■ TASK DETAILS: Once you have read the listing below, write all of it out again exactly.

■ TASK DATA:
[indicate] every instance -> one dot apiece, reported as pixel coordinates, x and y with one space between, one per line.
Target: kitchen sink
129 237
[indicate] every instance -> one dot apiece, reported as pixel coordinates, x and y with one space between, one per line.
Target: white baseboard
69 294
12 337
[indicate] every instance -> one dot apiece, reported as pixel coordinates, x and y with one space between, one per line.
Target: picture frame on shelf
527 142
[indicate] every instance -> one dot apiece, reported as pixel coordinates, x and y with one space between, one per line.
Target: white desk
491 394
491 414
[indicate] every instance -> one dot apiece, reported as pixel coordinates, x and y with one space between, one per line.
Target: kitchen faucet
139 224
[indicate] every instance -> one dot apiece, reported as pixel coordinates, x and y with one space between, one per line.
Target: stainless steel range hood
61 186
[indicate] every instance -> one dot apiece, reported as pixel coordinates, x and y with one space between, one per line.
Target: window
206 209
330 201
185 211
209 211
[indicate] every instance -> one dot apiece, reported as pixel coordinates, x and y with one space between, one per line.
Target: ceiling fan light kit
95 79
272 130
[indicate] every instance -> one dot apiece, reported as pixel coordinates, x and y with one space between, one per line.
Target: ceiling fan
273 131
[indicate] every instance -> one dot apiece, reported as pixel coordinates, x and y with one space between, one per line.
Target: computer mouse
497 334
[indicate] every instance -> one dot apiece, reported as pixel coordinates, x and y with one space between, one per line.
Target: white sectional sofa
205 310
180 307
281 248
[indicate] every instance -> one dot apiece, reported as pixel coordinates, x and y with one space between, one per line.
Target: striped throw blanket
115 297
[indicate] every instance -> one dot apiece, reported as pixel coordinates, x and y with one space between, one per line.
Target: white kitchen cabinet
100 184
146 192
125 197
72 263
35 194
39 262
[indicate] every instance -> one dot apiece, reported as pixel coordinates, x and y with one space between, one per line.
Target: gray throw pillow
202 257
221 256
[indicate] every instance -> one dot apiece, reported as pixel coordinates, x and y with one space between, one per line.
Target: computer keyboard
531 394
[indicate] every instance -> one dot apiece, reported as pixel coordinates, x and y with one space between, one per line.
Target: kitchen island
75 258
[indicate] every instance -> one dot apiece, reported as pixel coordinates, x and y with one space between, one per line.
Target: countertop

■ COMPLETED EXERCISE:
[indicate] every instance -> one dot apiece, reported as pixel coordinates, x and y with one space between, one per line.
Target: kitchen sink
129 237
[indicate] every instance -> one dot apiece, reported as pixel coordinates, x and y with one space between, one per line.
Target: white baseboard
69 294
12 337
[indicate] every instance -> one dot apiece, reported as pixel coordinates, x and y with one space between, one per line.
Target: picture frame on shelf
527 142
[indicate] every instance -> one dot apiece, reported as pixel coordinates, x and y with one space between, one per line.
Target: white desk
491 394
491 414
[indicate] every instance -> one dot apiece, reported as pixel coordinates, x and y with one space between, one per line.
Target: kitchen faucet
139 224
[indicate] every instance -> one dot apiece, reported as pixel coordinates, x and y with one space between, one per line.
Target: stainless steel range hood
61 186
[indicate] every instance -> one dot apiece, reported as pixel coordinates, x and y with one space between, one per line.
Target: window
206 209
330 201
185 211
209 211
[indicate] every instance -> one dot apiece, reported as pixel coordinates, x and y with one space between, one per line.
Target: ceiling fan light kit
95 79
272 130
[indicate] every instance -> one dot apiece, reported as pixel coordinates, x and y with one space between, one per line.
Target: ceiling fan
273 131
[indicate] every instance -> one dot apiece, reported as pixel coordinates, x and y with one space between, one per line.
Target: computer mouse
497 334
[indicate] every instance -> one dot apiece, reported as pixel coordinates, x and y with one space between, one per line.
Target: white sectional sofa
205 310
180 307
281 248
[indicate] every instance -> one dot apiece, reported as pixel coordinates, x and y with one space between, one per line.
Target: striped throw blanket
115 297
[indicate] every instance -> one dot apiece, reported as pixel coordinates, x and y with one space between, one per line.
Target: white kitchen cabinet
100 184
146 192
125 197
72 263
35 194
39 262
[indicate] every instance -> one dot apiece, reported as pixel coordinates, x and y with one space between, one per line.
Target: gray throw pillow
202 257
221 256
[indicate] every instance -> one dot apiece, reported as pixel coordinates, x and y with one space between, one per line.
Target: computer keyboard
531 394
[indicate] every instance -> one dot apiece, reported as pixel coordinates, x and y with one space between, one per line.
Target: kitchen island
75 258
[indicate] every instance -> one dot apiece, reported as pixel coordinates, x and y with one space between, one per line.
Target: countertop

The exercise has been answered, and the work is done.